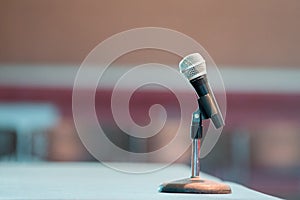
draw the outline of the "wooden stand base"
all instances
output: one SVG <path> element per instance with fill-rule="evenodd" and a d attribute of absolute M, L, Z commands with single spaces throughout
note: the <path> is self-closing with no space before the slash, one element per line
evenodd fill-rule
<path fill-rule="evenodd" d="M 194 177 L 163 183 L 159 186 L 159 192 L 230 194 L 231 189 L 224 183 L 201 180 L 199 177 Z"/>

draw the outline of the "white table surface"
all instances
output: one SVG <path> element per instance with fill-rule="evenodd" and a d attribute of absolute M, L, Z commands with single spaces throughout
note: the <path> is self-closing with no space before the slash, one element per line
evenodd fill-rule
<path fill-rule="evenodd" d="M 232 194 L 158 192 L 162 182 L 189 174 L 187 166 L 176 164 L 152 173 L 128 174 L 100 163 L 0 163 L 0 199 L 279 199 L 231 182 L 227 183 Z M 207 174 L 202 177 L 218 180 Z"/>

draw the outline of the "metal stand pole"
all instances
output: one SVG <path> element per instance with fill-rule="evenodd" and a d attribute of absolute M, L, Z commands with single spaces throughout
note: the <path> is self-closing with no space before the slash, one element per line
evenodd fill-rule
<path fill-rule="evenodd" d="M 193 139 L 192 143 L 192 177 L 200 177 L 200 147 L 201 139 Z"/>
<path fill-rule="evenodd" d="M 200 148 L 202 130 L 202 115 L 200 110 L 197 110 L 193 113 L 191 123 L 191 138 L 193 140 L 191 158 L 192 178 L 200 176 Z"/>

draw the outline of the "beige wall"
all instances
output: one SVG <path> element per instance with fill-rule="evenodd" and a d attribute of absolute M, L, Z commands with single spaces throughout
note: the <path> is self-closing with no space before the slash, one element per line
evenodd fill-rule
<path fill-rule="evenodd" d="M 0 62 L 80 63 L 112 34 L 160 26 L 193 37 L 219 65 L 298 67 L 299 10 L 298 0 L 2 0 Z"/>

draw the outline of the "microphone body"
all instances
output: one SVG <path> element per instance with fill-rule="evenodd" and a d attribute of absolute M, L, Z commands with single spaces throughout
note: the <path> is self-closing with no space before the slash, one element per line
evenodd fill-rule
<path fill-rule="evenodd" d="M 207 79 L 203 57 L 199 53 L 190 54 L 179 63 L 179 69 L 190 81 L 199 97 L 199 110 L 203 119 L 211 118 L 217 129 L 224 126 L 224 119 Z"/>

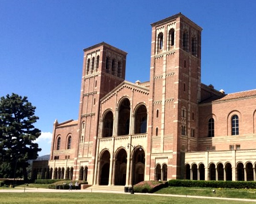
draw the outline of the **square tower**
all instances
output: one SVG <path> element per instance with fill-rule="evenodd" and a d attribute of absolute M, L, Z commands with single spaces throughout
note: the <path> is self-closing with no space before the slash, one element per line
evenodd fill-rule
<path fill-rule="evenodd" d="M 151 25 L 146 171 L 166 163 L 168 179 L 182 178 L 184 153 L 197 149 L 202 28 L 181 13 Z"/>
<path fill-rule="evenodd" d="M 127 53 L 104 42 L 84 49 L 76 175 L 88 169 L 93 183 L 99 121 L 100 100 L 125 80 Z M 84 163 L 81 165 L 81 162 Z M 87 173 L 86 173 L 87 175 Z M 79 178 L 81 179 L 81 178 Z"/>

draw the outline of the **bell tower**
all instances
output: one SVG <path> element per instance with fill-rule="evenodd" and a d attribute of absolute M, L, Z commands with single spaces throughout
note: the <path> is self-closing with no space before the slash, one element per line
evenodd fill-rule
<path fill-rule="evenodd" d="M 202 28 L 181 13 L 151 25 L 146 170 L 153 175 L 157 163 L 165 163 L 168 180 L 182 178 L 184 153 L 197 148 Z"/>
<path fill-rule="evenodd" d="M 74 170 L 76 179 L 81 179 L 78 178 L 78 168 L 82 166 L 84 176 L 90 175 L 87 180 L 93 183 L 100 100 L 124 81 L 127 53 L 104 42 L 84 49 L 84 52 L 78 117 L 79 138 Z"/>

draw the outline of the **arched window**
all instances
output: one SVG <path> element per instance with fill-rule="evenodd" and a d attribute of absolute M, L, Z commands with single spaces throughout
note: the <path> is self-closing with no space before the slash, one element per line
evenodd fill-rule
<path fill-rule="evenodd" d="M 93 57 L 92 60 L 92 65 L 91 66 L 91 73 L 93 73 L 94 71 L 94 61 L 95 61 L 95 57 Z"/>
<path fill-rule="evenodd" d="M 169 31 L 169 50 L 170 50 L 171 46 L 174 45 L 174 29 L 173 28 Z"/>
<path fill-rule="evenodd" d="M 115 76 L 116 74 L 116 60 L 112 60 L 112 67 L 111 69 L 112 75 Z"/>
<path fill-rule="evenodd" d="M 87 65 L 86 66 L 86 74 L 89 74 L 89 71 L 90 70 L 90 59 L 87 60 Z"/>
<path fill-rule="evenodd" d="M 191 137 L 195 137 L 195 129 L 191 128 Z"/>
<path fill-rule="evenodd" d="M 61 137 L 59 137 L 57 140 L 56 150 L 60 150 L 61 147 Z"/>
<path fill-rule="evenodd" d="M 97 58 L 96 59 L 96 71 L 97 71 L 99 69 L 99 56 L 98 55 L 97 56 Z"/>
<path fill-rule="evenodd" d="M 145 133 L 147 132 L 147 118 L 143 117 L 141 119 L 140 125 L 140 133 Z"/>
<path fill-rule="evenodd" d="M 208 121 L 208 137 L 214 136 L 214 119 L 210 118 Z"/>
<path fill-rule="evenodd" d="M 234 115 L 232 116 L 232 135 L 239 135 L 239 122 L 238 116 Z"/>
<path fill-rule="evenodd" d="M 193 55 L 197 56 L 197 39 L 196 37 L 194 37 L 192 38 L 192 54 Z"/>
<path fill-rule="evenodd" d="M 117 62 L 117 76 L 119 77 L 122 77 L 122 64 L 121 62 Z"/>
<path fill-rule="evenodd" d="M 71 148 L 71 136 L 69 136 L 67 139 L 67 149 L 70 150 Z"/>
<path fill-rule="evenodd" d="M 125 122 L 125 135 L 129 134 L 129 128 L 130 127 L 130 119 L 128 119 Z"/>
<path fill-rule="evenodd" d="M 186 135 L 186 126 L 184 125 L 181 126 L 181 135 Z"/>
<path fill-rule="evenodd" d="M 189 51 L 189 34 L 187 31 L 183 32 L 183 49 L 187 52 Z"/>
<path fill-rule="evenodd" d="M 158 45 L 158 50 L 161 50 L 163 48 L 163 34 L 162 32 L 158 34 L 157 36 L 157 42 Z"/>
<path fill-rule="evenodd" d="M 110 58 L 107 57 L 106 58 L 106 72 L 109 73 L 109 69 L 110 68 Z"/>

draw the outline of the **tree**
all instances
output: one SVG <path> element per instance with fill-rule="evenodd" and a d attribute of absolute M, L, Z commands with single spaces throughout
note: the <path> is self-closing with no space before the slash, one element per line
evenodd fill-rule
<path fill-rule="evenodd" d="M 41 150 L 33 142 L 41 134 L 33 125 L 39 119 L 35 115 L 35 109 L 26 96 L 12 94 L 0 99 L 0 178 L 22 173 L 27 179 L 27 161 L 35 159 Z"/>

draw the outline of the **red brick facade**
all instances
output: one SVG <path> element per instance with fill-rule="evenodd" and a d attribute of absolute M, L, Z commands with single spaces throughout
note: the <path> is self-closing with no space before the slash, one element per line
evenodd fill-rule
<path fill-rule="evenodd" d="M 125 81 L 119 49 L 84 50 L 78 120 L 55 122 L 44 177 L 255 180 L 256 90 L 227 95 L 201 83 L 202 29 L 182 14 L 151 26 L 149 82 Z"/>

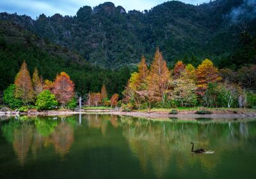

Goal:
Recast every line of the entries above as a Markdown table with the columns Row and Text, numbering the rows in order and skipping blank lines. Leave the pictures out.

Task response:
| Row | Text |
|---|---|
| 1 | draw the outline of the "wooden stand base" |
| 2 | all instances |
| 3 | output: one SVG <path> element per instance with fill-rule="evenodd" and a d attribute of absolute M, L, Z commands with single spaces throughout |
| 4 | note: the <path> is self-closing with no space before the slash, one element per line |
| 5 | evenodd fill-rule |
| 6 | <path fill-rule="evenodd" d="M 194 177 L 163 183 L 159 186 L 159 192 L 230 194 L 231 189 L 224 183 L 201 180 L 199 177 Z"/> |
| 7 | draw the outline of the "white table surface" |
| 8 | all instances |
| 9 | output: one SVG <path> element per instance with fill-rule="evenodd" and a d attribute of absolute M, L, Z commands with single spaces throughout |
| 10 | note: the <path> is self-closing with no space before the slash, one element per line |
| 11 | evenodd fill-rule |
| 12 | <path fill-rule="evenodd" d="M 232 194 L 158 192 L 162 182 L 189 174 L 187 166 L 176 164 L 152 173 L 128 174 L 100 163 L 0 163 L 0 199 L 279 199 L 231 182 L 227 183 Z M 207 174 L 202 177 L 218 180 Z"/> |
| 13 | draw the outline of the "metal stand pole" |
| 14 | all instances |
| 15 | output: one SVG <path> element per instance with fill-rule="evenodd" and a d attribute of absolute M, L, Z commands with single spaces throughout |
| 16 | note: the <path> is self-closing with no space before the slash, one element per line |
| 17 | evenodd fill-rule |
| 18 | <path fill-rule="evenodd" d="M 193 139 L 192 143 L 192 177 L 200 177 L 200 147 L 201 139 Z"/> |
| 19 | <path fill-rule="evenodd" d="M 200 148 L 202 130 L 202 115 L 200 110 L 197 110 L 193 113 L 191 123 L 191 138 L 193 140 L 191 158 L 192 178 L 200 176 Z"/> |
| 20 | draw the outline of the "beige wall" |
| 21 | all instances |
| 22 | output: one SVG <path> element per instance with fill-rule="evenodd" and a d attribute of absolute M, L, Z commands with single spaces throughout |
| 23 | note: the <path> is self-closing with no space before the slash, one element per line |
| 24 | evenodd fill-rule |
| 25 | <path fill-rule="evenodd" d="M 0 62 L 80 63 L 112 34 L 160 26 L 193 37 L 219 65 L 298 67 L 299 10 L 298 0 L 2 0 Z"/> |
| 26 | draw the outline of the "microphone body" |
| 27 | all instances |
| 28 | output: one SVG <path> element per instance with fill-rule="evenodd" and a d attribute of absolute M, L, Z commands with single spaces throughout |
| 29 | note: the <path> is self-closing with no space before the slash, one element per line |
| 30 | evenodd fill-rule |
| 31 | <path fill-rule="evenodd" d="M 207 79 L 203 57 L 199 53 L 190 54 L 179 63 L 179 69 L 190 81 L 199 97 L 199 110 L 203 119 L 211 118 L 217 129 L 224 126 L 224 119 Z"/> |
| 32 | draw the outline of the **square tower** |
| 33 | all instances |
| 34 | output: one SVG <path> element per instance with fill-rule="evenodd" and a d attribute of absolute M, L, Z commands with single spaces throughout |
| 35 | note: the <path> is self-closing with no space before the slash, one element per line |
| 36 | evenodd fill-rule |
| 37 | <path fill-rule="evenodd" d="M 151 25 L 146 171 L 166 163 L 168 179 L 182 178 L 184 153 L 197 149 L 202 28 L 181 13 Z"/> |
| 38 | <path fill-rule="evenodd" d="M 127 53 L 104 42 L 84 49 L 76 175 L 88 169 L 93 183 L 99 121 L 100 100 L 125 80 Z M 84 163 L 81 165 L 81 162 Z M 87 173 L 86 173 L 87 175 Z M 79 178 L 81 179 L 81 178 Z"/> |
| 39 | draw the outline of the **bell tower** |
| 40 | all instances |
| 41 | output: one SVG <path> element per instance with fill-rule="evenodd" and a d attribute of absolute M, L, Z commands with single spaces throughout |
| 42 | note: the <path> is self-closing with no space before the slash, one element per line |
| 43 | evenodd fill-rule |
| 44 | <path fill-rule="evenodd" d="M 202 28 L 181 13 L 151 25 L 146 170 L 153 175 L 157 163 L 165 163 L 168 180 L 182 178 L 184 153 L 197 148 Z"/> |
| 45 | <path fill-rule="evenodd" d="M 74 170 L 76 179 L 81 179 L 78 178 L 78 168 L 82 166 L 84 176 L 90 175 L 87 180 L 93 183 L 100 100 L 124 81 L 127 53 L 104 42 L 84 49 L 84 52 L 78 117 L 79 138 Z"/> |
| 46 | draw the outline of the **arched window** |
| 47 | all instances |
| 48 | output: one SVG <path> element per instance with fill-rule="evenodd" and a d attribute of absolute M, L, Z commands with single spaces throughout |
| 49 | note: the <path> is self-closing with no space before the slash, one element per line |
| 50 | evenodd fill-rule |
| 51 | <path fill-rule="evenodd" d="M 93 57 L 92 60 L 92 65 L 91 66 L 91 73 L 93 73 L 94 71 L 94 61 L 95 61 L 95 57 Z"/> |
| 52 | <path fill-rule="evenodd" d="M 169 31 L 169 50 L 170 50 L 171 46 L 174 45 L 174 29 L 173 28 Z"/> |
| 53 | <path fill-rule="evenodd" d="M 115 76 L 116 74 L 116 60 L 112 60 L 112 67 L 111 69 L 112 75 Z"/> |
| 54 | <path fill-rule="evenodd" d="M 87 65 L 86 66 L 86 74 L 89 74 L 89 71 L 90 70 L 90 59 L 87 60 Z"/> |
| 55 | <path fill-rule="evenodd" d="M 191 137 L 195 137 L 195 129 L 191 128 Z"/> |
| 56 | <path fill-rule="evenodd" d="M 61 137 L 59 137 L 57 140 L 56 150 L 60 150 L 61 147 Z"/> |
| 57 | <path fill-rule="evenodd" d="M 97 58 L 96 59 L 96 71 L 97 71 L 99 69 L 99 56 L 98 55 L 97 56 Z"/> |
| 58 | <path fill-rule="evenodd" d="M 145 133 L 147 132 L 147 118 L 143 117 L 141 119 L 140 125 L 140 133 Z"/> |
| 59 | <path fill-rule="evenodd" d="M 208 121 L 208 137 L 214 136 L 214 119 L 210 118 Z"/> |
| 60 | <path fill-rule="evenodd" d="M 234 115 L 232 116 L 232 135 L 239 135 L 239 122 L 238 116 Z"/> |
| 61 | <path fill-rule="evenodd" d="M 193 55 L 197 56 L 197 39 L 196 37 L 194 37 L 192 38 L 192 54 Z"/> |
| 62 | <path fill-rule="evenodd" d="M 117 62 L 117 76 L 119 77 L 122 77 L 122 64 L 121 62 Z"/> |
| 63 | <path fill-rule="evenodd" d="M 71 148 L 71 136 L 69 136 L 67 139 L 67 149 L 70 150 Z"/> |
| 64 | <path fill-rule="evenodd" d="M 125 122 L 125 135 L 129 134 L 129 128 L 130 127 L 130 119 L 128 119 Z"/> |
| 65 | <path fill-rule="evenodd" d="M 186 135 L 186 126 L 184 125 L 181 126 L 181 135 Z"/> |
| 66 | <path fill-rule="evenodd" d="M 189 51 L 189 34 L 187 31 L 183 32 L 183 49 L 187 52 Z"/> |
| 67 | <path fill-rule="evenodd" d="M 158 45 L 158 50 L 161 50 L 163 48 L 163 34 L 162 32 L 158 34 L 157 36 L 157 42 Z"/> |
| 68 | <path fill-rule="evenodd" d="M 110 58 L 107 57 L 106 58 L 106 72 L 109 73 L 109 69 L 110 68 Z"/> |
| 69 | draw the outline of the **tree** |
| 70 | all instances |
| 71 | output: one SVG <path> element per instance with fill-rule="evenodd" and a d attribute of absolute M, L, Z commands with single spaces throughout |
| 72 | note: the <path> is self-closing with no space before the slash, one element per line |
| 73 | evenodd fill-rule |
| 74 | <path fill-rule="evenodd" d="M 41 150 L 33 142 L 41 134 L 33 125 L 39 119 L 35 115 L 35 109 L 26 96 L 12 94 L 0 99 L 0 178 L 22 173 L 27 179 L 27 161 L 35 159 Z"/> |
| 75 | draw the outline of the **red brick facade** |
| 76 | all instances |
| 77 | output: one SVG <path> element per instance with fill-rule="evenodd" and a d attribute of absolute M, L, Z commands with single spaces throughout |
| 78 | note: the <path> is self-closing with no space before the slash, one element per line |
| 79 | evenodd fill-rule |
| 80 | <path fill-rule="evenodd" d="M 125 81 L 119 49 L 84 50 L 78 120 L 55 122 L 44 177 L 255 180 L 256 90 L 227 95 L 201 83 L 202 29 L 182 14 L 151 26 L 149 82 Z"/> |